Il crollo del Muro. Comunisti, anticomunisti e nient’altro

Pubblichiamo la postfazione di Giuliano Ferrara al libro di Umberto Ranieri “Quella notte del 9 novembre 1989”. L’introduzione è di Biagio de Giovanni. Il volume, pubblicato da Guida Editori, sarà in libreria nei prossimi giorni.

 


 

Umberto Ranieri è il comunista italiano che tutti avrebbero voluto essere o che tutti avrebbero dovuto essere. A Giorgio Amendola spesso interlocutori liberali e conservatori, borghesi di stoffa comune e di spicco, dicevano, con suo civettuolo rammarico, “se tutti i comunisti fossero come lei, caro onorevole”. Ranieri è di quella pasta, e non solo simbolicamente, essendo egli stato per molti anni un dirigente e militante della tendenza riformista e liberale del Pci. Questo racconto e questo diario sono la rappresentazione pubblica e intima di un momento esemplare della storia del secolo trascorso, la caduta del comunismo dalla vasta terra di Russia all’Europa centrale, fino alla scomparsa dei partiti comunisti d’occidente, e quello italiano fu il più espressivo di miti e potenzialità che oggi appaiono inaudite. Ho letto con lo scrupolo dell’amicizia, della comprensione, fatti e fatterelli e memorabilia della trasformazione in una Cosa altra di ciò che era stato il partito di Gramsci e Togliatti. Mi sono reimmerso, io che me ne ero andato via da tempo e che vivevo allora in una distratta solitudine personale, in giorni travestiti da giorni, secondo la formula di Vittorio Sermonti, all’ombra della demolizione del muro che aveva fatto da confine alla città di Berlino. E se ho trovato credibile la cronaca, intelligente la sua trasformazione in storia scritta, avvincente la passione etica della vecchia ma giovane classe dirigente post-togliattiana, mi sono tuttavia ulteriormente persuaso di quanto sempre avevo pensato quando avevo rotto fino alla consumazione ultima, per vie traverse e a poco a poco sempre meno decifrabili, il mio rapporto dei vent’anni e passa con il partito: si può essere solo comunisti o anticomunisti, terze soluzioni non si danno.

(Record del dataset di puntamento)
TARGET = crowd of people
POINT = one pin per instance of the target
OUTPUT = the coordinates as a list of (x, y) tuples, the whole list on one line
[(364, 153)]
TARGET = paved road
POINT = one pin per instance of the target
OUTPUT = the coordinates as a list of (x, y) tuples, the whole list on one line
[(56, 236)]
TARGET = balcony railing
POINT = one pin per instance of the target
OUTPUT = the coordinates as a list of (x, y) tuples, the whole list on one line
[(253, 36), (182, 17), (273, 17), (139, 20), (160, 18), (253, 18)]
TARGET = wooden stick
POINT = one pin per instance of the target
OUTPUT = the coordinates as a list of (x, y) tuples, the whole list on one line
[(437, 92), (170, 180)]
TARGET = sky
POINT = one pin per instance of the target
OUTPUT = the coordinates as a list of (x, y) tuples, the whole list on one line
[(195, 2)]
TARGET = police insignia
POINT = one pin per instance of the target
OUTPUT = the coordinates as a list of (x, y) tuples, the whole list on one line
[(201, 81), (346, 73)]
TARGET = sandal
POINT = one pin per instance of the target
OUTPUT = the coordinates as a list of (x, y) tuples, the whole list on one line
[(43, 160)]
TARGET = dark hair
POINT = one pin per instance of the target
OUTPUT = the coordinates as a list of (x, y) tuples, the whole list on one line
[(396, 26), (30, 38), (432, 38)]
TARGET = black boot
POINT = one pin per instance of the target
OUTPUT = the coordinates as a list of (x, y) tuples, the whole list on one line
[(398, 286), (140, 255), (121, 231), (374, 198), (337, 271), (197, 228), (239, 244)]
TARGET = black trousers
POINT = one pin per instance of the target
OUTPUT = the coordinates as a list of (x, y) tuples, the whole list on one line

Consegne:
• A. Copia dalla postfazione il passo che va da "Pubblichiamo la postfazione" fino a "nei prossimi giorni." incluso.
• B. Scala di un fattore 2,45 le coordinate nelle risposte dei record, dalla riga con "TARGET = black boot" fino alla fine dei record inclusa, e riscrivi soltanto queste righe, richieste comprese. Arrotonda ogni valore all'intero, con le metà per eccesso.

Soluzioni:
• A.
Pubblichiamo la postfazione di Giuliano Ferrara al libro di Umberto Ranieri “Quella notte del 9 novembre 1989”. L’introduzione è di Biagio de Giovanni. Il volume, pubblicato da Guida Editori, sarà in libreria nei prossimi giorni.

• B.
TARGET = black boot
POINT = one pin per instance of the target
OUTPUT = the coordinates as a list of (x, y) tuples, the whole list on one line
[(975, 701), (343, 625), (296, 566), (916, 485), (826, 664), (483, 559), (586, 598)]
TARGET = black trousers
POINT = one pin per instance of the target
OUTPUT = the coordinates as a list of (x, y) tuples, the whole list on one line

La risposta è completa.